*Written request*
Copy every line of the material that follows, without changing any character.

*Task data*
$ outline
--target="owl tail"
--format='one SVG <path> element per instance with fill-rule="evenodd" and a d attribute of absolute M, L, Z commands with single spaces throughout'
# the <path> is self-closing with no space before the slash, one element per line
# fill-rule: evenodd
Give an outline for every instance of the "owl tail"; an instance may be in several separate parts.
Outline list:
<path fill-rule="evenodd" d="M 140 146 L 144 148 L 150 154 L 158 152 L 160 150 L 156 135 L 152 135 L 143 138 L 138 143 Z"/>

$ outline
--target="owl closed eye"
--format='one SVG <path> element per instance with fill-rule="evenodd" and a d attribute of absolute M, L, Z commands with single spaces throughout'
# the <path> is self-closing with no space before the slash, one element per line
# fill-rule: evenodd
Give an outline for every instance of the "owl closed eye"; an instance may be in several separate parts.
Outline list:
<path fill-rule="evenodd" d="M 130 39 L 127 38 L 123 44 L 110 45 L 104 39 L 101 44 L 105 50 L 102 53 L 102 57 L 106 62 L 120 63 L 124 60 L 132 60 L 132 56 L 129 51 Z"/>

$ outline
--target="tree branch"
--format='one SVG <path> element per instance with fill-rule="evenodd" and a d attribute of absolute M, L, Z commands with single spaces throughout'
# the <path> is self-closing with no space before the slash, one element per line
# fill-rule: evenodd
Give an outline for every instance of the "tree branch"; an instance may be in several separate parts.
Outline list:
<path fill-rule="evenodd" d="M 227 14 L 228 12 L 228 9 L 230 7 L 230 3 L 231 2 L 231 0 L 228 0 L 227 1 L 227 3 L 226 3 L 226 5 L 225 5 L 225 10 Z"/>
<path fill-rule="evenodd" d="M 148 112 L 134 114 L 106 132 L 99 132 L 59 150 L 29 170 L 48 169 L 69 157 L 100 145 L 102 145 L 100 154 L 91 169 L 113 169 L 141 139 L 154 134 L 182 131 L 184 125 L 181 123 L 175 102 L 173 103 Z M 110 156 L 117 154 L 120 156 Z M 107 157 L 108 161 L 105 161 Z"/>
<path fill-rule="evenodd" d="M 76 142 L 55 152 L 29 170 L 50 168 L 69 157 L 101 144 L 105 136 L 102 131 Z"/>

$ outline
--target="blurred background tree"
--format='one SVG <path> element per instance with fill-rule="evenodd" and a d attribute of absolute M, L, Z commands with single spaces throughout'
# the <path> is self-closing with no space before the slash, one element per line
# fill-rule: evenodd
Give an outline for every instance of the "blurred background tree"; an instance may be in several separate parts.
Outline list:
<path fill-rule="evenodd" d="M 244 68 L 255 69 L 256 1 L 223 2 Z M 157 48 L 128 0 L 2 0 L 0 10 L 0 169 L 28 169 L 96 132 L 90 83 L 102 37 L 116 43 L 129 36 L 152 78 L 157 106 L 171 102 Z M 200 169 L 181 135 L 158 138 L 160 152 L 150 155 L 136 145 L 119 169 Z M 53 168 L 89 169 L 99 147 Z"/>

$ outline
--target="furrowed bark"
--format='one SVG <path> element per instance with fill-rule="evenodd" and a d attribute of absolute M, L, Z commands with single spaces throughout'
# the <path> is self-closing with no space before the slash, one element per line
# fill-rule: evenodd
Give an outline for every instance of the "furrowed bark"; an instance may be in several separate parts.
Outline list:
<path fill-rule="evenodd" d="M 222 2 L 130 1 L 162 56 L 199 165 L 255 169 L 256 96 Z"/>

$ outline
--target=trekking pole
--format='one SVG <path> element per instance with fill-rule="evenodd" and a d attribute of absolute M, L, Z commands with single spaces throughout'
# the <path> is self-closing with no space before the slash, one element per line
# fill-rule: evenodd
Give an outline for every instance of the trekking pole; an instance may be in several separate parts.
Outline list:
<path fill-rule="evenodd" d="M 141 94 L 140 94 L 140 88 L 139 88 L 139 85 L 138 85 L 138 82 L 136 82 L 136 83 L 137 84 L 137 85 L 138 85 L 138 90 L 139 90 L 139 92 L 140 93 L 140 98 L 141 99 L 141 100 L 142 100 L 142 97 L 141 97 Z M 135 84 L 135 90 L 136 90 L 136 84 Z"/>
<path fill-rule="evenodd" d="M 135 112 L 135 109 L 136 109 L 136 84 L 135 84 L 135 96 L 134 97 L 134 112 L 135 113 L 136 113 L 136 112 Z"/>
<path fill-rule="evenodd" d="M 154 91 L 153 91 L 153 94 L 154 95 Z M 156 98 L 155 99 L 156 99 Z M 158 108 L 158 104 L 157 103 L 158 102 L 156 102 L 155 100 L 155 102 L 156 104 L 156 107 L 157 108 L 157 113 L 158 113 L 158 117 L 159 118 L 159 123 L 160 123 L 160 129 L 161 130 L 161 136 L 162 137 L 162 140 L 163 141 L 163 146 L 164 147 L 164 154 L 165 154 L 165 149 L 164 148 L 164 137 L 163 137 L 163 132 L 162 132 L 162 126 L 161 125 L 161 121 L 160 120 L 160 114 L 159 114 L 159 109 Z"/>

*Answer below*
$ outline
--target="owl tail"
--format='one SVG <path> element per instance with fill-rule="evenodd" and a d attribute of absolute M, L, Z commands with single spaces throughout'
# the <path> is self-closing with no space before the slash, one element per line
# fill-rule: evenodd
Give an outline for every instance of the "owl tail"; an instance may be in several separate parts.
Outline list:
<path fill-rule="evenodd" d="M 140 146 L 144 148 L 150 154 L 158 152 L 160 150 L 156 135 L 152 135 L 143 138 L 138 143 Z"/>

$ outline
--target="owl closed eye"
--format='one SVG <path> element per instance with fill-rule="evenodd" and a d attribute of absolute M, L, Z commands with single spaces throughout'
# the <path> is self-closing with no space before the slash, one element per line
# fill-rule: evenodd
Give an outline for every instance of the "owl closed eye"; an instance may be in several separate parts.
Outline list:
<path fill-rule="evenodd" d="M 130 39 L 127 38 L 123 44 L 110 45 L 104 39 L 101 44 L 105 50 L 102 53 L 102 57 L 106 62 L 120 63 L 124 60 L 132 60 L 132 56 L 129 51 Z"/>

$ outline
--target="tree branch"
--format='one SVG <path> element per instance with fill-rule="evenodd" and a d attribute of absolute M, L, Z commands with single spaces throughout'
# the <path> is self-closing with no space before the slash, one element per line
# fill-rule: evenodd
Give an outline for every instance of the "tree branch"; an instance may be in several separate parts.
Outline list:
<path fill-rule="evenodd" d="M 227 14 L 228 12 L 228 9 L 230 7 L 230 3 L 231 2 L 231 0 L 228 0 L 227 1 L 227 3 L 226 3 L 226 5 L 225 5 L 225 10 Z"/>
<path fill-rule="evenodd" d="M 148 112 L 134 114 L 106 132 L 99 132 L 59 150 L 29 170 L 48 169 L 69 157 L 100 145 L 102 145 L 100 154 L 91 169 L 113 169 L 141 139 L 154 134 L 182 131 L 184 125 L 181 123 L 175 102 L 173 103 Z M 110 156 L 117 154 L 120 156 Z M 107 157 L 108 161 L 105 161 Z"/>
<path fill-rule="evenodd" d="M 76 142 L 55 152 L 29 170 L 50 168 L 69 157 L 101 144 L 105 136 L 102 131 Z"/>

$ outline
--target="blurred background tree"
--format='one SVG <path> element per instance with fill-rule="evenodd" and a d attribute of absolute M, L, Z commands with single spaces throughout'
# the <path> is self-closing with no space before the slash, one element per line
# fill-rule: evenodd
Give an outline for every instance of the "blurred background tree"; an instance may be in several separate parts.
Outline list:
<path fill-rule="evenodd" d="M 244 68 L 255 69 L 256 1 L 223 2 Z M 157 48 L 128 0 L 2 0 L 0 10 L 0 169 L 28 169 L 96 132 L 90 83 L 102 37 L 116 43 L 129 36 L 152 78 L 157 106 L 171 102 Z M 200 169 L 181 135 L 158 138 L 160 152 L 150 155 L 136 145 L 119 169 Z M 53 168 L 89 169 L 99 147 Z"/>

$ outline
--target="furrowed bark"
--format='one SVG <path> element per instance with fill-rule="evenodd" and a d attribute of absolute M, L, Z commands with single spaces throughout'
# the <path> is self-closing with no space before the slash, one element per line
# fill-rule: evenodd
Give an outline for every instance of the "furrowed bark"; an instance may be in several separate parts.
Outline list:
<path fill-rule="evenodd" d="M 222 2 L 130 1 L 162 56 L 199 165 L 255 169 L 256 96 Z"/>

$ outline
--target=trekking pole
--format='one SVG <path> element per instance with fill-rule="evenodd" and a d attribute of absolute M, L, Z commands with single spaces throughout'
# the <path> is self-closing with no space before the slash, one element per line
# fill-rule: evenodd
Give an outline for every instance of the trekking pole; an instance may be in several separate parts.
Outline list:
<path fill-rule="evenodd" d="M 141 94 L 140 94 L 140 88 L 139 88 L 139 85 L 138 85 L 138 82 L 136 82 L 136 83 L 137 84 L 137 85 L 138 85 L 138 90 L 139 90 L 139 92 L 140 93 L 140 98 L 141 99 L 141 100 L 142 100 L 142 97 L 141 97 Z M 135 84 L 135 90 L 136 90 L 136 84 Z"/>
<path fill-rule="evenodd" d="M 135 112 L 135 109 L 136 109 L 136 84 L 135 84 L 135 96 L 134 97 L 134 112 L 135 113 L 136 113 L 136 112 Z"/>
<path fill-rule="evenodd" d="M 154 91 L 153 91 L 153 94 L 154 95 Z M 156 98 L 155 99 L 156 99 Z M 158 108 L 158 104 L 157 103 L 158 102 L 156 102 L 155 100 L 155 102 L 156 104 L 156 107 L 157 108 L 157 113 L 158 113 L 158 117 L 159 118 L 159 123 L 160 123 L 160 129 L 161 130 L 161 136 L 162 137 L 162 140 L 163 141 L 163 146 L 164 147 L 164 154 L 165 154 L 165 149 L 164 148 L 164 137 L 163 137 L 163 132 L 162 132 L 162 126 L 161 125 L 161 121 L 160 120 L 160 114 L 159 114 L 159 109 Z"/>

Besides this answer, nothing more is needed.